Written instruction: Give the material below as a Markdown table with two columns, Row and Line, putting a row number in Row and each line of the material in Line. Leave out blank lines.

[A run of records]
+++
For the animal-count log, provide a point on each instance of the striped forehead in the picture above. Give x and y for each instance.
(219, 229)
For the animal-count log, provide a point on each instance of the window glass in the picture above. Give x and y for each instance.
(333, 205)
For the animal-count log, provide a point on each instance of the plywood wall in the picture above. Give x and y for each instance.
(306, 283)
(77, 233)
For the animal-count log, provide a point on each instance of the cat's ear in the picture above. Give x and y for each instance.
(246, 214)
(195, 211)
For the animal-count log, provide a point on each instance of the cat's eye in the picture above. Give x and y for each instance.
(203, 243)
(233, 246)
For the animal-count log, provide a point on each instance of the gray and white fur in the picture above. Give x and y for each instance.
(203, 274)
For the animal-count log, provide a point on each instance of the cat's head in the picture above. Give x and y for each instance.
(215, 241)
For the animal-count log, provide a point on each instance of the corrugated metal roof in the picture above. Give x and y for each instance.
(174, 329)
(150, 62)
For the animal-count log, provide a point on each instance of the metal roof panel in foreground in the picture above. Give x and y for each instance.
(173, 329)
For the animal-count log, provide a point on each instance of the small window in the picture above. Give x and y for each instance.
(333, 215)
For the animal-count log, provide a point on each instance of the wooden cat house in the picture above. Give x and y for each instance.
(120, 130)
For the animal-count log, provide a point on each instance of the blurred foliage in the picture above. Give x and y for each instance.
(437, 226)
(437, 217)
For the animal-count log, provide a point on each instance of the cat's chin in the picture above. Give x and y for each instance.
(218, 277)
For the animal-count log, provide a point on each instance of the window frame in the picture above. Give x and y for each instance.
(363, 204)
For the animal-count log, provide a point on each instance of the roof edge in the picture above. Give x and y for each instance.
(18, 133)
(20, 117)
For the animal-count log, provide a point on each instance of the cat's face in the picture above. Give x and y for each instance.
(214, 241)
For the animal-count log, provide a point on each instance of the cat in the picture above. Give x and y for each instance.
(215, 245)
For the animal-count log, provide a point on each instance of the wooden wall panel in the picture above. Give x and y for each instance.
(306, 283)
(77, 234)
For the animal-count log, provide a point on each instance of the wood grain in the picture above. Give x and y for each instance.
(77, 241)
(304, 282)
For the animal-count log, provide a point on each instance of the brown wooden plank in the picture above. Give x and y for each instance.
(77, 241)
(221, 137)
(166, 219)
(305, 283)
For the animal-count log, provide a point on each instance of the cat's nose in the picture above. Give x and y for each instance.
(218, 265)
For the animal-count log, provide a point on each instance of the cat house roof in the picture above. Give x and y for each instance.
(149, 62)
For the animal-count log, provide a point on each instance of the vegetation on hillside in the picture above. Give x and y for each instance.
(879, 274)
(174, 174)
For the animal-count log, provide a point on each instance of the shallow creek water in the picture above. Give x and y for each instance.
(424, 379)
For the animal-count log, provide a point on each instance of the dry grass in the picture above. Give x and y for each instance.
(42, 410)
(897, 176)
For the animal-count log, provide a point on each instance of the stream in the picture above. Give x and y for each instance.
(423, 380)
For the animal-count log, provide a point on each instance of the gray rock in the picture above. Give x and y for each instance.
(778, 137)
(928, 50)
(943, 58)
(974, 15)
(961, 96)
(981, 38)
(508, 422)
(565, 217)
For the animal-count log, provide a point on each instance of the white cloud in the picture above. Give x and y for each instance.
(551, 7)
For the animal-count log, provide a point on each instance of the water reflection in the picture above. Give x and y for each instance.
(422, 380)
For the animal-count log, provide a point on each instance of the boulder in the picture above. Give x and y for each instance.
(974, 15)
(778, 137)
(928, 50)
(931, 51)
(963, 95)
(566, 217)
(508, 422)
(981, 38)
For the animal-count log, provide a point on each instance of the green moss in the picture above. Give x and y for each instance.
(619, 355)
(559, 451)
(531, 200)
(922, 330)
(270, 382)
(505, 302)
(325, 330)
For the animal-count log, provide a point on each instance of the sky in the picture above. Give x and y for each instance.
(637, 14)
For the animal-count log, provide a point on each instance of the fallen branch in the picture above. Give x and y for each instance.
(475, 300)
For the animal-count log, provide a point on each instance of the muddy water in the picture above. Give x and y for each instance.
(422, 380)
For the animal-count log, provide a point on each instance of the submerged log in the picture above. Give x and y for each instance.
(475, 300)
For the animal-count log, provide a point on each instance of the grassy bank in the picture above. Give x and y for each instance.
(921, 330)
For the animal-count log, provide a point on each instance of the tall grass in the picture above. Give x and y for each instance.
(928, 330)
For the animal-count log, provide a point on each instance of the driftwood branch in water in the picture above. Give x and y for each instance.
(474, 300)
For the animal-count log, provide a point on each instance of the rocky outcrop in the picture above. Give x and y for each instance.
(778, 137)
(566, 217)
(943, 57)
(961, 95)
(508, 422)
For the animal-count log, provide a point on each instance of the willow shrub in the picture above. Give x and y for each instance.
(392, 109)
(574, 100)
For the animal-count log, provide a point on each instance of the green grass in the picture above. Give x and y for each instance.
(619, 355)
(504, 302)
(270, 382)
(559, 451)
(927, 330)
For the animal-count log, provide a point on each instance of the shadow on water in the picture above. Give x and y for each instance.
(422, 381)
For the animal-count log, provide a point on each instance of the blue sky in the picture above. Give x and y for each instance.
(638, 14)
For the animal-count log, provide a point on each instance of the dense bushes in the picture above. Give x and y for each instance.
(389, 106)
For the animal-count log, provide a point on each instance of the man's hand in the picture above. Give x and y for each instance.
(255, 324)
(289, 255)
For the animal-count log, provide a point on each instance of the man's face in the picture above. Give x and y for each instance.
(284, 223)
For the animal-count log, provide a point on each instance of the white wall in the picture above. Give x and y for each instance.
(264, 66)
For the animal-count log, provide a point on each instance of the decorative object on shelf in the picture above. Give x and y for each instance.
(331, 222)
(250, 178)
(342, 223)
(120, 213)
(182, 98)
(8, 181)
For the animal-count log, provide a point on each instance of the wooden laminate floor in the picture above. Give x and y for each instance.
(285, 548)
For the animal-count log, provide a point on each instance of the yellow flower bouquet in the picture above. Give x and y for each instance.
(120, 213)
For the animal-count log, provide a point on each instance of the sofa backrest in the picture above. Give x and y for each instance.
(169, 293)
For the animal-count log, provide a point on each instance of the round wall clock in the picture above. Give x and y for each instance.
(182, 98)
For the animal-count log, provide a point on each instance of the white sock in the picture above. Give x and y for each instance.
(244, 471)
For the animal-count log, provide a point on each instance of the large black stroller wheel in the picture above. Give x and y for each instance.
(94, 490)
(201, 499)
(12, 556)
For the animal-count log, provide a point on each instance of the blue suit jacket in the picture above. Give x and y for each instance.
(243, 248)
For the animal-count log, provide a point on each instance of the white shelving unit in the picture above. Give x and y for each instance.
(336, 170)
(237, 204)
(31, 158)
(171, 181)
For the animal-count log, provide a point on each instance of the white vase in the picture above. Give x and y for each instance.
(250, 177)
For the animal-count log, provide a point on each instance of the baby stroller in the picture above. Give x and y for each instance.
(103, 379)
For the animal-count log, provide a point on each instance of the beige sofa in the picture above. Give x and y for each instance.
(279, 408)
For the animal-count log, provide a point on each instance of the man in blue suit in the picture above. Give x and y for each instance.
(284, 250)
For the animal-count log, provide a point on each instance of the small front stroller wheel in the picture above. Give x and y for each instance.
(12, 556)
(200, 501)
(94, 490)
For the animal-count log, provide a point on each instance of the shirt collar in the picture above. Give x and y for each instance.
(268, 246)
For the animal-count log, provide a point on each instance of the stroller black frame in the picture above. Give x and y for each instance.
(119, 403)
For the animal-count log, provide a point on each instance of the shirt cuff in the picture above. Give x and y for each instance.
+++
Answer to this problem:
| Row | Line |
|---|---|
| 1 | For the animal-count log, provide a point on each instance of the striped forehead in the picture above. Give x and y for each instance. |
| 2 | (219, 229) |
| 3 | For the animal-count log, provide a point on each instance of the window glass in the picture above. Give x and y for each instance. |
| 4 | (333, 205) |
| 5 | For the animal-count log, provide a point on each instance of the plywood wall in the picture above. Give x and y for each instance. |
| 6 | (306, 283) |
| 7 | (77, 233) |
| 8 | For the animal-count log, provide a point on each instance of the cat's ear in the picture above. Give x and y for each instance. |
| 9 | (246, 214) |
| 10 | (195, 211) |
| 11 | For the animal-count log, provide a point on each instance of the cat's eye in the picture above. Give x and y for each instance. |
| 12 | (203, 243) |
| 13 | (233, 246) |
| 14 | For the animal-count log, provide a point on each instance of the gray and white fur in the picture above. Give x and y for each instance. |
| 15 | (203, 274) |
| 16 | For the animal-count log, provide a point on each instance of the cat's head in the picture above. Give x and y for each instance. |
| 17 | (215, 241) |
| 18 | For the animal-count log, provide a point on each instance of the corrugated metal roof in the picture above. Give x and y for each instance. |
| 19 | (174, 329) |
| 20 | (150, 62) |
| 21 | For the animal-count log, provide a point on each instance of the metal roof panel in foreground in the picture above. Give x and y for each instance. |
| 22 | (173, 329) |
| 23 | For the animal-count log, provide a point on each instance of the small window in the picture above. Give x and y for each instance. |
| 24 | (333, 215) |
| 25 | For the animal-count log, provide a point on each instance of the wooden cat house in the picture above. Give x and y for each instance. |
| 26 | (120, 130) |
| 27 | For the animal-count log, provide a point on each instance of the blurred foliage in the picture above. Give x and y for each instance. |
| 28 | (437, 226) |
| 29 | (437, 217) |
| 30 | For the animal-count log, provide a point on each instance of the cat's chin in the picture above. Give x and y for each instance. |
| 31 | (218, 277) |
| 32 | For the animal-count log, provide a point on each instance of the window frame in the picture above. Give x and y for each instance. |
| 33 | (363, 204) |
| 34 | For the animal-count log, provide a point on each instance of the roof edge in the picture above. Give x and y for each instance. |
| 35 | (18, 133) |
| 36 | (20, 117) |
| 37 | For the animal-count log, provide a point on each instance of the cat's face in the picture above. Give x and y for each instance. |
| 38 | (214, 241) |
| 39 | For the animal-count log, provide a point on each instance of the cat in the picture above. Give x and y for each instance. |
| 40 | (215, 245) |
| 41 | For the animal-count log, provide a point on each instance of the wooden wall panel in the picture above. Give x and y for each instance. |
| 42 | (306, 283) |
| 43 | (77, 234) |
| 44 | For the animal-count log, provide a point on each instance of the wood grain in the picture above. Give x and y for each instance. |
| 45 | (77, 241) |
| 46 | (304, 282) |
| 47 | For the animal-count log, provide a point on each instance of the brown wooden plank in the picture above. Give x and y for each instance. |
| 48 | (77, 241) |
| 49 | (221, 137) |
| 50 | (166, 219) |
| 51 | (305, 283) |
| 52 | For the animal-count log, provide a point on each instance of the cat's nose in the picture above. Give x and y for each instance. |
| 53 | (218, 265) |
| 54 | For the animal-count log, provide a point on each instance of the cat house roof in the picture above. Give x and y for each instance. |
| 55 | (149, 62) |
| 56 | For the animal-count log, provide a point on each instance of the vegetation on hillside in the picture above. Give x and y for each instance. |
| 57 | (879, 274) |
| 58 | (174, 174) |
| 59 | For the animal-count log, provide a point on each instance of the shallow creek water in the picture above. Give x and y for each instance. |
| 60 | (424, 379) |
| 61 | For the animal-count log, provide a point on each instance of the dry grass in the picture above. Give x and y for each instance. |
| 62 | (42, 410) |
| 63 | (897, 176) |
| 64 | For the animal-count log, provide a point on each instance of the stream in the picture above. Give x and y for each instance. |
| 65 | (423, 380) |
| 66 | For the animal-count log, provide a point on each instance of the gray rock in the picture above. Give x and y for each instance. |
| 67 | (778, 137) |
| 68 | (928, 50) |
| 69 | (943, 58) |
| 70 | (974, 15) |
| 71 | (961, 96) |
| 72 | (981, 38) |
| 73 | (508, 422) |
| 74 | (565, 217) |
| 75 | For the animal-count log, provide a point on each instance of the white cloud in the picture above. Give x and y for each instance. |
| 76 | (551, 7) |
| 77 | For the animal-count log, provide a point on each instance of the water reflection in the picture above. Give x and y for each instance. |
| 78 | (422, 380) |
| 79 | For the animal-count log, provide a point on each instance of the boulder in the picture above. Give x and y for each instance. |
| 80 | (974, 15) |
| 81 | (778, 137) |
| 82 | (928, 50) |
| 83 | (931, 51) |
| 84 | (963, 95) |
| 85 | (566, 217) |
| 86 | (508, 422) |
| 87 | (981, 38) |
| 88 | For the animal-count log, provide a point on each instance of the green moss in the picture above. Give x and y for each instance. |
| 89 | (619, 355) |
| 90 | (559, 451) |
| 91 | (531, 200) |
| 92 | (922, 330) |
| 93 | (270, 382) |
| 94 | (505, 302) |
| 95 | (325, 330) |
| 96 | For the animal-count log, provide a point on each instance of the sky in the picture above. Give x and y for each instance. |
| 97 | (637, 14) |
| 98 | For the animal-count log, provide a point on each instance of the fallen branch in the picture above. Give x and y for each instance. |
| 99 | (475, 300) |
| 100 | For the animal-count log, provide a point on each instance of the muddy water in the picture above. Give x and y for each instance. |
| 101 | (422, 380) |
| 102 | For the animal-count log, provide a point on each instance of the submerged log in the picture above. Give x and y for each instance. |
| 103 | (475, 300) |
| 104 | For the animal-count log, provide a point on each instance of the grassy bank in the picture above. Give x and y for each instance. |
| 105 | (921, 330) |
| 106 | For the animal-count log, provide a point on each instance of the tall grass in the picture above. Give x and y for each instance. |
| 107 | (928, 330) |
| 108 | For the animal-count log, provide a point on each instance of the driftwood branch in water in the picture above. Give x and y for each instance. |
| 109 | (474, 300) |
| 110 | For the animal-count log, provide a point on each instance of the rocky outcrop in the picture above. Give x and y for each instance. |
| 111 | (778, 137) |
| 112 | (566, 217) |
| 113 | (943, 57) |
| 114 | (961, 95) |
| 115 | (508, 422) |
| 116 | For the animal-count log, provide a point on each instance of the willow shrub in the picture above. Give x and y for each instance. |
| 117 | (392, 109) |
| 118 | (574, 100) |
| 119 | For the animal-count log, provide a point on each instance of the green grass in the picture above. Give x and y for each instance. |
| 120 | (619, 355) |
| 121 | (504, 302) |
| 122 | (270, 382) |
| 123 | (559, 451) |
| 124 | (927, 330) |
| 125 | For the animal-count log, provide a point on each instance of the shadow on water in the picture above. Give x and y for each instance. |
| 126 | (422, 381) |
| 127 | For the animal-count log, provide a point on each instance of the blue sky in the picture above. Give x and y for each instance. |
| 128 | (638, 14) |
| 129 | For the animal-count log, provide a point on each instance of the dense bushes in the picture above. Give x and y for each instance. |
| 130 | (389, 106) |
| 131 | For the animal-count log, provide a point on each instance of the man's hand in the picture above. Give x and y for each instance. |
| 132 | (255, 324) |
| 133 | (289, 255) |
| 134 | For the animal-count log, provide a point on each instance of the man's face in the picture above. Give x and y for each instance. |
| 135 | (284, 223) |
| 136 | For the animal-count log, provide a point on each instance of the white wall in the picture above. Give x and y for each instance. |
| 137 | (264, 66) |
| 138 | For the animal-count log, provide a point on each instance of the decorative object on shelf in the picture above. Give x and y for each instance. |
| 139 | (331, 222) |
| 140 | (250, 178) |
| 141 | (342, 223) |
| 142 | (120, 213) |
| 143 | (182, 98) |
| 144 | (8, 181) |
| 145 | For the animal-count log, provide a point on each instance of the wooden laminate floor in the picture above. Give x and y for each instance. |
| 146 | (285, 548) |
| 147 | For the animal-count log, provide a point on each instance of the yellow flower bouquet in the picture above. Give x and y for each instance. |
| 148 | (120, 213) |
| 149 | For the animal-count log, provide a point on each instance of the sofa backrest in the picture above. Give x and y for each instance. |
| 150 | (169, 293) |
| 151 | For the animal-count log, provide a point on each instance of the round wall clock in the picture above. Give x and y for each instance. |
| 152 | (182, 98) |
| 153 | For the animal-count log, provide a point on each instance of the white sock in the picture above. Give x and y for each instance. |
| 154 | (244, 471) |
| 155 | For the animal-count log, provide a point on each instance of the large black stroller wheel in the picture above. Give x and y for each instance. |
| 156 | (94, 490) |
| 157 | (201, 499) |
| 158 | (12, 556) |
| 159 | For the animal-count log, provide a point on each instance of the blue suit jacket in the picture above. Give x and y for each instance. |
| 160 | (243, 248) |
| 161 | For the animal-count log, provide a point on each instance of the white shelving unit in the picture above. Give x and y for each instance. |
| 162 | (336, 170) |
| 163 | (237, 204) |
| 164 | (31, 158) |
| 165 | (171, 181) |
| 166 | For the animal-count log, provide a point on each instance of the white vase in the picture above. Give x and y for each instance. |
| 167 | (250, 177) |
| 168 | For the animal-count log, provide a point on each instance of the baby stroller in the picture above. Give x and y for each instance. |
| 169 | (103, 379) |
| 170 | For the animal-count log, provide a point on each instance of the beige sofa in the picture above. Give x and y for each instance. |
| 171 | (279, 408) |
| 172 | For the animal-count log, provide a point on each instance of the man in blue suit in the picture above. Give x and y for each instance. |
| 173 | (284, 250) |
| 174 | For the animal-count log, provide a point on each instance of the small front stroller wheel in the picture above. Give x and y for each instance. |
| 175 | (12, 556) |
| 176 | (200, 501) |
| 177 | (94, 490) |
| 178 | For the animal-count log, provide a point on each instance of the shirt collar in the picture above. Give x and y for each instance. |
| 179 | (268, 246) |
| 180 | For the animal-count log, provide a point on each instance of the stroller black frame in the picture above. Give x and y for each instance. |
| 181 | (119, 403) |
| 182 | For the animal-count log, provide a point on each instance of the shirt cuff in the picture above. Give x and y for each instance. |